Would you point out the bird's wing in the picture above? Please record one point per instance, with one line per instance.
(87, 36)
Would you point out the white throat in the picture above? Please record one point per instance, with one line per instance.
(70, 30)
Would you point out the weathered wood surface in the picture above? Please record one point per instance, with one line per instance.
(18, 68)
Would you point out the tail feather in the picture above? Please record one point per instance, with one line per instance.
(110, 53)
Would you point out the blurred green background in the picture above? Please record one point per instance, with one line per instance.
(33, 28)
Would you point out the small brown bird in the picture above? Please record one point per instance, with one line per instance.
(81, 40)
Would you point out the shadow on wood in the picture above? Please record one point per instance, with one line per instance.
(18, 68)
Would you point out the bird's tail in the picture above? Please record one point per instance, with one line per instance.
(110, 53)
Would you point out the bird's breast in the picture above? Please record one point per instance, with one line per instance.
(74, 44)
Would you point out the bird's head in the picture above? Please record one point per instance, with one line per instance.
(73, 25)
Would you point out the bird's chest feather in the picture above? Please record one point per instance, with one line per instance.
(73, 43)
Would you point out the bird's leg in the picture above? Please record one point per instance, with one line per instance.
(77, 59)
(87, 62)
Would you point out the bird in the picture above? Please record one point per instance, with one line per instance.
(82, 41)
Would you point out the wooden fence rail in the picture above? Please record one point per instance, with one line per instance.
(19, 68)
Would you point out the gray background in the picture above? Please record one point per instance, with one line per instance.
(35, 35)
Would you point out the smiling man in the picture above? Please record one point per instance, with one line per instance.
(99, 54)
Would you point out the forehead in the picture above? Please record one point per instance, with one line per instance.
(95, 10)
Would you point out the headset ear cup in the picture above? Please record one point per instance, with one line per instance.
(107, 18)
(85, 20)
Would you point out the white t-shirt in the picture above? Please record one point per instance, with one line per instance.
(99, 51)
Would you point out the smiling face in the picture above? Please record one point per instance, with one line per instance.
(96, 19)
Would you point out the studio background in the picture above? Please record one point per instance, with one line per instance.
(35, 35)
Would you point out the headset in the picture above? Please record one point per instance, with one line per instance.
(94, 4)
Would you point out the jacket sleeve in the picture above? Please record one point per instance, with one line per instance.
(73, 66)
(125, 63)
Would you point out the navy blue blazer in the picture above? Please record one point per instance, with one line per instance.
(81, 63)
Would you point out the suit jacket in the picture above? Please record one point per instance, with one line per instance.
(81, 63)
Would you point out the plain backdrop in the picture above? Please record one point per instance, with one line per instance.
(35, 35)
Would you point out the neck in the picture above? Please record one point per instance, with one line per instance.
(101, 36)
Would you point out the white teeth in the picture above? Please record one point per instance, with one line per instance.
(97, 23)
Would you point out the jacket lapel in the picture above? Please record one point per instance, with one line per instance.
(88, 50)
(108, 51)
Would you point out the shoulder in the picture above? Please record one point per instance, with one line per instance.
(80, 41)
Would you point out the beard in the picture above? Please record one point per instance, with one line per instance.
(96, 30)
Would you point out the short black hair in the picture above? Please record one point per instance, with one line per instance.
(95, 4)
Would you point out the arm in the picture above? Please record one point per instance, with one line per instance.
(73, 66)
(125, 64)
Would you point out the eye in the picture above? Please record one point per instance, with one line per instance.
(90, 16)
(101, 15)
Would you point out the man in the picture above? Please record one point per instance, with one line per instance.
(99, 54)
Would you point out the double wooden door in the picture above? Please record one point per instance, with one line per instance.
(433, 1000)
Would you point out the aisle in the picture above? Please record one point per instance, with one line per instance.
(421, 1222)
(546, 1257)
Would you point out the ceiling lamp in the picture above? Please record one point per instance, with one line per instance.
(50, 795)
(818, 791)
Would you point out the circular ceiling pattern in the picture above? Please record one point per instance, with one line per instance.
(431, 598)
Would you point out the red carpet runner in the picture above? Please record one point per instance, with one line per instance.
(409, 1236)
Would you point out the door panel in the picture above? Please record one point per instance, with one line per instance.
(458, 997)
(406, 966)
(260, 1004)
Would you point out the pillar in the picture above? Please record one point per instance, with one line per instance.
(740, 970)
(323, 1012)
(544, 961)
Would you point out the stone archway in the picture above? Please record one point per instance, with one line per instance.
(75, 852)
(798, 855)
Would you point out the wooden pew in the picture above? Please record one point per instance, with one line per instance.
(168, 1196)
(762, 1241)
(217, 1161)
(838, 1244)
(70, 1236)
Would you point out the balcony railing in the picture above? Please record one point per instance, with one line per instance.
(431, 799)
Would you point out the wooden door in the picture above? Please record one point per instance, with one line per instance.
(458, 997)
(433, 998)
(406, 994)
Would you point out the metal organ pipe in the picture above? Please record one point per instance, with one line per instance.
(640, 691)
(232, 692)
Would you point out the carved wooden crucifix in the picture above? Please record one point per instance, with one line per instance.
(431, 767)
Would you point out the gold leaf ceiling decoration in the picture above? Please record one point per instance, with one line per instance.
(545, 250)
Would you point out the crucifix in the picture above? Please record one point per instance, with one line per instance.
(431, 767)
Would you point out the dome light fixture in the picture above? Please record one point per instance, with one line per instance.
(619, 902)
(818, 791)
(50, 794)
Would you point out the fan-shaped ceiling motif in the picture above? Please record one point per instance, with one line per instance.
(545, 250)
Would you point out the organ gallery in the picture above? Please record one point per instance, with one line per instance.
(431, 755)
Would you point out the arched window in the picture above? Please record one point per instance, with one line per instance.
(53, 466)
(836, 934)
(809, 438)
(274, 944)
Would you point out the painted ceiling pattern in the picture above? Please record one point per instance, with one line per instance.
***
_What is expected_
Would you please transcribe each line of the material exactly?

_Output of the exercise_
Would you point out the bird's wing in the picture above? Please record one point per instance, with one line per instance.
(87, 36)
Would you point out the white throat in the picture above? Please record one point per instance, with one line per instance.
(70, 30)
Would you point out the weathered wood surface in the picture above? Please record one point per instance, with one line per instance.
(18, 68)
Would you point out the tail feather in the picture above? Please record one point per instance, with one line per instance.
(110, 53)
Would you point out the blurred green background in the picture above? Please record one point per instance, with one line per instance.
(33, 28)
Would you point out the small brown bird in the picture above? Please record one point per instance, with one line per instance.
(81, 40)
Would you point out the shadow on wood in the picture above? Please record one point per instance, with one line per instance.
(18, 68)
Would you point out the bird's tail in the picture above? Please record one point per instance, with one line per instance.
(110, 53)
Would you point out the bird's breast in the picture above? Please record one point per instance, with one line per instance.
(74, 44)
Would you point out the bird's head in the picture above? Please record one point per instance, with one line per instance.
(73, 25)
Would you point out the bird's chest feather in the picture above? Please record one point per instance, with one line per instance.
(73, 43)
Would you point out the bird's leg in the picture above? Please record one point per instance, with one line per instance.
(77, 59)
(87, 62)
Would you point out the bird in the picture above? Please record one point per instance, with one line per instance.
(82, 41)
Would you point out the wooden fence rail in the picture above? Please record one point per instance, with one line per instance.
(19, 68)
Would you point out the gray background in the picture above? Please record one point per instance, with one line per instance.
(35, 35)
Would you point out the smiling man in the picture above? Please record one point per instance, with one line per instance.
(99, 54)
Would you point out the forehead in the picture above? Please record one point per instance, with one line per instance.
(95, 10)
Would you point out the headset ear cup in the picture above? Please record one point per instance, with one line per instance.
(107, 18)
(85, 20)
Would you point out the white t-shirt in the picture above? Please record one point per instance, with one line per instance.
(99, 51)
Would you point out the smiling face in the picture above? Please record one point per instance, with one line per instance.
(96, 19)
Would you point out the studio background in the picture above? Please record one point per instance, with one line per instance.
(35, 35)
Would you point out the headset in the picture above? Please record one point per instance, with one line per instance.
(94, 4)
Would you point out the jacket sleeve in the picture above? Please record one point per instance, with one line per instance.
(73, 66)
(125, 63)
Would you point out the navy blue blazer in the picture above? Please record one point per instance, with one line per instance.
(81, 63)
Would you point out the suit jacket in the picture above? Please record one point per instance, with one line per instance.
(81, 63)
Would you point out the plain backdrop in the picture above? Please record one point per instance, with one line per instance.
(35, 35)
Would you point out the neck in the picture above? Please record one point per instance, with one line per instance.
(101, 36)
Would you point out the white teeth in the picture above? Please record one point per instance, with one line per instance.
(97, 23)
Would you point out the jacket lapel in the picture above? Please record one point per instance, with one line per instance.
(88, 50)
(108, 51)
Would you point out the shoulder in the picture above? Please record one point per instance, with one line per instance.
(80, 41)
Would you point out the beard in the picture above? Please record one point per instance, with one line per instance.
(96, 30)
Would you point out the short black hair in the picture above? Please record one point per instance, with one line per instance.
(95, 4)
Would you point out the arm in the picture above? Please record one point per instance, with one line per instance.
(73, 66)
(125, 64)
Would you point out the eye in the picture above? Please record one point per instance, with one line per instance.
(90, 16)
(101, 15)
Would you point out the man in the picture above? Please record one point per instance, with one line per instance.
(99, 54)
Would you point out the double wooden door in the picture above? Please record one point per instance, with one line per instance.
(433, 1000)
Would you point out the aisle in the picture above? Please record one point per instance, with one line per instance.
(421, 1222)
(546, 1257)
Would you point out the ceiling lamp in the picture above? Please record one point per instance, with one line per instance.
(50, 795)
(818, 791)
Would you point out the circular ceiling pattern in the picture above? Please record one point per instance, with one line per instance.
(431, 598)
Would you point out the red carpet runner in the picture above? Please record one point per instance, with one line per instance.
(409, 1236)
Would you point out the door panel in the picture above? Please record one point per instance, with one line per instance.
(458, 997)
(406, 966)
(260, 1004)
Would you point out the pillar in the picture above? Please record one point per instance, with one line per instance.
(740, 970)
(323, 1012)
(544, 961)
Would you point out the stone archway in the picture above? Please record one point per instance, with one line per instance.
(75, 852)
(798, 855)
Would you point out the wooden pew in the picture above? Please record one point per instance, with one line per instance.
(168, 1196)
(762, 1241)
(217, 1161)
(838, 1244)
(70, 1236)
Would you point out the balcony railing in the picture above? Please record one point per instance, with one line per instance.
(431, 799)
Would you point out the wooden door in the picture above? Please record one point per instance, with one line per instance.
(458, 997)
(433, 998)
(406, 994)
Would you point out the metal organ pipe in the picture above? Please record one point per instance, with one line per instance.
(640, 691)
(232, 692)
Would you point out the carved wooden crucifix in the picture above? Please record one point per instance, with one line per instance.
(431, 767)
Would you point out the gold leaf ceiling decoration in the picture above? Please record one point per instance, with one line per instance.
(545, 250)
Would you point out the crucifix in the picture above? Please record one point per instance, with one line per instance.
(431, 767)
Would you point out the dome light fixture in the picture above? Please record one point per instance, with one line per instance.
(619, 902)
(818, 791)
(50, 794)
Would you point out the fan-shaped ceiling motif in the picture above? Please record one point per instance, with one line per instance.
(545, 250)
Would you point out the organ gallery in the picture above? Please record one point per instance, with one line per instance.
(431, 755)
Would you point out the arched window in the picture above? Please record one point per instance, with one line per instance.
(53, 466)
(836, 934)
(809, 438)
(274, 944)
Would you point out the painted ceiling pattern in the picture above? Please record one point per instance, with one line per instance.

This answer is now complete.